*STATED TASK*. Please recast the lines of the listing below, from the line with "Reviewer note. Check that every instance of the man in gray" to the line with "<point>1101,143</point>", as a JSON list of strings, one string per line. Leave out any blank lines.

==== RECORDS PROVIDED ====

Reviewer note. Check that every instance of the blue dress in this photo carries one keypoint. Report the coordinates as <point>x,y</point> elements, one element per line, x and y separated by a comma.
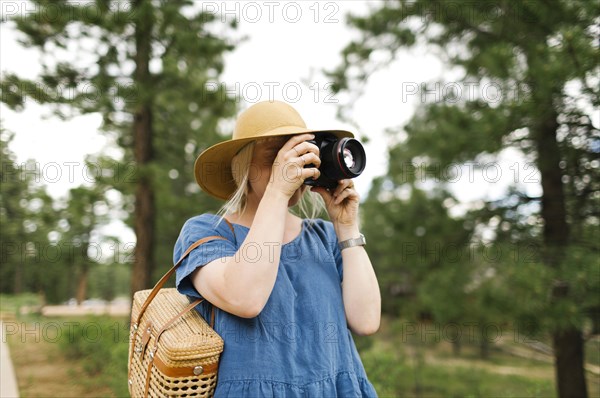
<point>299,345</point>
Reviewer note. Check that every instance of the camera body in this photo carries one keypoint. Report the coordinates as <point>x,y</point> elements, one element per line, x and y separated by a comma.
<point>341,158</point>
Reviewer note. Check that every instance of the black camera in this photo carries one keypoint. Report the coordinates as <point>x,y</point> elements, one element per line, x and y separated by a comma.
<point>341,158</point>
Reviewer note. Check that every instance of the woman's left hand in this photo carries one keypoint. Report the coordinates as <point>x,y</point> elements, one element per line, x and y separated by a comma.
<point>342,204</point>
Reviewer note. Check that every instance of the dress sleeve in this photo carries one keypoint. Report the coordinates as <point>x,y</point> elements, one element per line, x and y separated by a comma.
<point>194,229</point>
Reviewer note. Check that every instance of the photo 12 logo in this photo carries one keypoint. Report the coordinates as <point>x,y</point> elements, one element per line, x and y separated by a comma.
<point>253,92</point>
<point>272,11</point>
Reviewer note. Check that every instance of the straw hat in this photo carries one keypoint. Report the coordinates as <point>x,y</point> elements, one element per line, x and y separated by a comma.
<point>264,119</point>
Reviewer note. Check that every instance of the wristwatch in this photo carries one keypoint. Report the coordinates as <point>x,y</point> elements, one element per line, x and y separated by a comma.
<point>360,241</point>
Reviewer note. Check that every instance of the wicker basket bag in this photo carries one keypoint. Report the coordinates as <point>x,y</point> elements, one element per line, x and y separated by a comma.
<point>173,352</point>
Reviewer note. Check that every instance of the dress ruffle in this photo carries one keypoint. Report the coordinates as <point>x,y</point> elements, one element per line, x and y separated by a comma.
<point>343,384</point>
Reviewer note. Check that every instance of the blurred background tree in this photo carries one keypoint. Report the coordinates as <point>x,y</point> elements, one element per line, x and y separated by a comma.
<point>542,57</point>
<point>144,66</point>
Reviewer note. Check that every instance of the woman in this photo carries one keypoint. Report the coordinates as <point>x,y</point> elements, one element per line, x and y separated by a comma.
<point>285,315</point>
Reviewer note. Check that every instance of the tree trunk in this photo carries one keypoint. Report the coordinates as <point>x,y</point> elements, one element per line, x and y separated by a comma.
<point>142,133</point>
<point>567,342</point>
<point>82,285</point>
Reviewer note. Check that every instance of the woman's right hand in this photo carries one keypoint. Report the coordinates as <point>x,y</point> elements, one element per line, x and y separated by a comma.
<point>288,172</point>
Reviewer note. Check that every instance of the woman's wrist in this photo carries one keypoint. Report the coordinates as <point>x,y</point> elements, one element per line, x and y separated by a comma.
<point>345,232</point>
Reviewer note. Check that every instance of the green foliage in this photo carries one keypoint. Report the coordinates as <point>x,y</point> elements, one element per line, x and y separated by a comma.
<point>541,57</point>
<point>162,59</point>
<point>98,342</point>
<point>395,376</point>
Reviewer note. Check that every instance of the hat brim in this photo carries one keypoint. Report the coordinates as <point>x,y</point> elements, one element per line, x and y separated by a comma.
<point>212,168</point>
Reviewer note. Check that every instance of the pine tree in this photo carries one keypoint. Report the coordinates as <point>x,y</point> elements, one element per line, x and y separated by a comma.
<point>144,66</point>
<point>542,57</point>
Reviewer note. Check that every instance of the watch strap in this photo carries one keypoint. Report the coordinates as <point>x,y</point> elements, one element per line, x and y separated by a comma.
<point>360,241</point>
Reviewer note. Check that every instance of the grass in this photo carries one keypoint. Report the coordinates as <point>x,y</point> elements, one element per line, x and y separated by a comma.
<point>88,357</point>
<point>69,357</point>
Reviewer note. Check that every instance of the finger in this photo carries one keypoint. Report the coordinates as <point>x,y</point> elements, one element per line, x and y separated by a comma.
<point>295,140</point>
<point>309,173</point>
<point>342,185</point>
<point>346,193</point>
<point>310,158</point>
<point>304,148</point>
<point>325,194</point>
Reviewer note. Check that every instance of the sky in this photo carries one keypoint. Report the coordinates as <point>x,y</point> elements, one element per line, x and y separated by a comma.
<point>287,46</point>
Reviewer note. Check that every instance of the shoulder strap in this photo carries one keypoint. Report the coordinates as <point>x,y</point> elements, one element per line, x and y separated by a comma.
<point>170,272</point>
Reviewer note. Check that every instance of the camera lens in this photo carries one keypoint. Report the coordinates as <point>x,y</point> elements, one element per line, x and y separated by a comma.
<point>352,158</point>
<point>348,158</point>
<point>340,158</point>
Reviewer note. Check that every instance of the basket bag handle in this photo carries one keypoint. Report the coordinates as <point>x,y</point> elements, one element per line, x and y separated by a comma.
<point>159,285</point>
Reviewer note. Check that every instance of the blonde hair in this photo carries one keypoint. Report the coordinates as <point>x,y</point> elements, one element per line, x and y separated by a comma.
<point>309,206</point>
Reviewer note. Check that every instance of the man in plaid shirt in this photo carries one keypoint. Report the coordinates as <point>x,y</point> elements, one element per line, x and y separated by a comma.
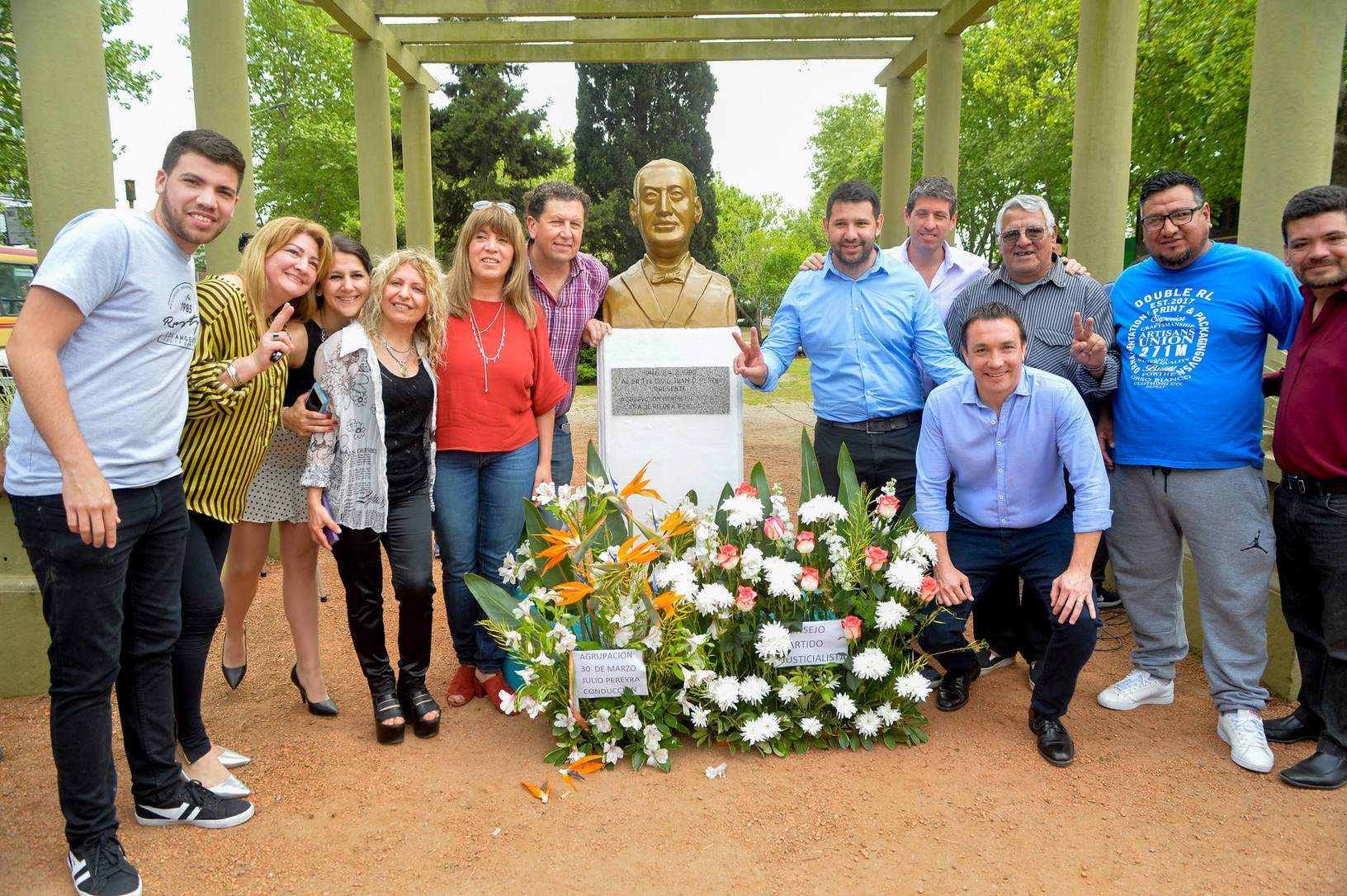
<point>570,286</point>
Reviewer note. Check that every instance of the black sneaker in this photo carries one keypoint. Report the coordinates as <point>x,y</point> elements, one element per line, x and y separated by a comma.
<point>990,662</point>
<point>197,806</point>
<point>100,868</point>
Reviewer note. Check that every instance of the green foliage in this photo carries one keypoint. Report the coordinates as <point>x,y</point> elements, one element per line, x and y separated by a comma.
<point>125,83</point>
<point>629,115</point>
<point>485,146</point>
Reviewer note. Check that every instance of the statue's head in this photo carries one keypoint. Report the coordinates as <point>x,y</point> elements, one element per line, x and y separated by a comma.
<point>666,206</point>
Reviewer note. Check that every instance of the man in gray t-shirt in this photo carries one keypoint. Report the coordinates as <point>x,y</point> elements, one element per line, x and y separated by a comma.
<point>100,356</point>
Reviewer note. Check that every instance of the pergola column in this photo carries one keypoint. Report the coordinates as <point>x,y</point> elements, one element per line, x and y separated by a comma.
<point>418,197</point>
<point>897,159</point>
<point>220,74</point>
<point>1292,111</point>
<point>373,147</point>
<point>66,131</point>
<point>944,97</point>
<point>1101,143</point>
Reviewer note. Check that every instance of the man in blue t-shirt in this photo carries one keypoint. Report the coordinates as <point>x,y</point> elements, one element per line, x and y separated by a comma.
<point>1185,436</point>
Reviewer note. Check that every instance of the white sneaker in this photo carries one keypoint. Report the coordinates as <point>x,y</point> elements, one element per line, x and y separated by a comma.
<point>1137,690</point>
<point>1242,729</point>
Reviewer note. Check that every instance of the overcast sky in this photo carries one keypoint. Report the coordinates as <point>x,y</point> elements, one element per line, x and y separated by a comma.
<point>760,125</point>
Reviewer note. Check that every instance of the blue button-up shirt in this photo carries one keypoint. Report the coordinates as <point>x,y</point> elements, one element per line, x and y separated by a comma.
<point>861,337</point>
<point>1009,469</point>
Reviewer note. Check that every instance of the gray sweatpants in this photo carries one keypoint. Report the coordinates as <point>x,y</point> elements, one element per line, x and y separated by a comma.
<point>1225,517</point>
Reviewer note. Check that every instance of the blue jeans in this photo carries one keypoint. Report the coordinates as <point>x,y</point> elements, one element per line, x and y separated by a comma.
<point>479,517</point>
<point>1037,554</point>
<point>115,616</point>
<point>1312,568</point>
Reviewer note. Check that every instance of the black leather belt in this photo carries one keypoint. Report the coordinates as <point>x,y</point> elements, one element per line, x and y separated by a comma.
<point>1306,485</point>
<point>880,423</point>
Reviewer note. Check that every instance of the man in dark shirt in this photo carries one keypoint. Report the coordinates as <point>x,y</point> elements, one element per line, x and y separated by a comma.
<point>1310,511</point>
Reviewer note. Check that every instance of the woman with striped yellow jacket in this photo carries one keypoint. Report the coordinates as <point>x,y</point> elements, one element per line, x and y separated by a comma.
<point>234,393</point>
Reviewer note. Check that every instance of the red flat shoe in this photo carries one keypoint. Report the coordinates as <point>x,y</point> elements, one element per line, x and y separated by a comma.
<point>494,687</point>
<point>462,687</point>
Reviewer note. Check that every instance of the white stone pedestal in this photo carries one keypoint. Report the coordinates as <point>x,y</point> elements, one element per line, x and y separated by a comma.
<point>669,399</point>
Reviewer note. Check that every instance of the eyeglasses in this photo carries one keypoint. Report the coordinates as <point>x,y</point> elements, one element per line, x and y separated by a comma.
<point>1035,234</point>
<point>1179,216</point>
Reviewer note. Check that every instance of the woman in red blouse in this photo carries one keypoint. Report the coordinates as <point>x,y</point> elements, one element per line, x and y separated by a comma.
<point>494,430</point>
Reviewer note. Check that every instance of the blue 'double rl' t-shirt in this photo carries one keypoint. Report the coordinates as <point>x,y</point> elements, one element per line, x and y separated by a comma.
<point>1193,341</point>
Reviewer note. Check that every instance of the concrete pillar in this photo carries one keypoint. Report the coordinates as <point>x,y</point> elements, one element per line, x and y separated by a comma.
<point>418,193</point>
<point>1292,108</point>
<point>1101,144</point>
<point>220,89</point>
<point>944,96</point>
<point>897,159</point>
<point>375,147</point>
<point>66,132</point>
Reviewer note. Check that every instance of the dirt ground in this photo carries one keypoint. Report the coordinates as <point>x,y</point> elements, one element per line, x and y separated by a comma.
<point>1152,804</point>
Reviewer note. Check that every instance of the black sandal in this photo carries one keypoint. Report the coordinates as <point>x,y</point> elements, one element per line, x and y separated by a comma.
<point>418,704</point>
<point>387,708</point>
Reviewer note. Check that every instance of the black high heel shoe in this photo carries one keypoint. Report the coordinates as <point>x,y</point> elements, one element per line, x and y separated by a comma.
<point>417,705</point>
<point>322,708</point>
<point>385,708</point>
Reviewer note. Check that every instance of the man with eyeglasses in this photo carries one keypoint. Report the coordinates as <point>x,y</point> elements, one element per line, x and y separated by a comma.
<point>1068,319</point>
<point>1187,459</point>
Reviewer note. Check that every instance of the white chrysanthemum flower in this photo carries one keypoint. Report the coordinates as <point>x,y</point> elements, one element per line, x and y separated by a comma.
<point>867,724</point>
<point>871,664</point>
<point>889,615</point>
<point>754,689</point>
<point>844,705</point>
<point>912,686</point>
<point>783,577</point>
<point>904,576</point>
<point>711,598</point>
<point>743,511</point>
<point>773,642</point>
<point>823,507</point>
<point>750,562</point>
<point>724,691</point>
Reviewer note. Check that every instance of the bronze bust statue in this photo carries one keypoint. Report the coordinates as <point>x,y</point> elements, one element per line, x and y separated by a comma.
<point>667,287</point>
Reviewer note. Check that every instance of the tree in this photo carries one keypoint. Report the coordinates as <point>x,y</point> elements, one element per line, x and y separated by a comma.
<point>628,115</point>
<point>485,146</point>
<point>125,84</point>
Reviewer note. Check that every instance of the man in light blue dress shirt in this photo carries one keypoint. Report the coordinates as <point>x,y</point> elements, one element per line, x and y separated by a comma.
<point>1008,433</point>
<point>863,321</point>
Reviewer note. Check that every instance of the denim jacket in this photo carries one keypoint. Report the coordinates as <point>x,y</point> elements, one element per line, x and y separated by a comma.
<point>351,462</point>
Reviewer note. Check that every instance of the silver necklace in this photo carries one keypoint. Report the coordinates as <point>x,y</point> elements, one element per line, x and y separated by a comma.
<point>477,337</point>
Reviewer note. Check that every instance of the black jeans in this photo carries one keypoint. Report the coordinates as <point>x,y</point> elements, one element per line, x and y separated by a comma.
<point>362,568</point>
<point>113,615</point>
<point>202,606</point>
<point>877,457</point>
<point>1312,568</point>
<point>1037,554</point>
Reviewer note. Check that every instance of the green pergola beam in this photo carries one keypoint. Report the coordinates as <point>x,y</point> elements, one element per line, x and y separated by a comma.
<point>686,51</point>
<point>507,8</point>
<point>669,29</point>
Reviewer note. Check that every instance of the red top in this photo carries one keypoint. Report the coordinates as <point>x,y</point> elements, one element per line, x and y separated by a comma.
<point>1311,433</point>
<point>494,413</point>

====

*WORKED SOLUTION*.
[
  "Reviewer note. Check that every instance of the man in gray t-shirt in this photo carries one keypoint. Report the coordinates as <point>x,y</point> elements, one element per line, x and y separated by a comma.",
  "<point>100,356</point>",
  "Reviewer note. Check that every instance of the pergola column in this photo carries one keypoint. Report the coordinates as <point>x,y</point> elements, one element per line, x and y separated by a comma.",
  "<point>418,197</point>",
  "<point>897,159</point>",
  "<point>220,74</point>",
  "<point>1292,111</point>",
  "<point>373,147</point>",
  "<point>66,131</point>",
  "<point>944,97</point>",
  "<point>1101,143</point>"
]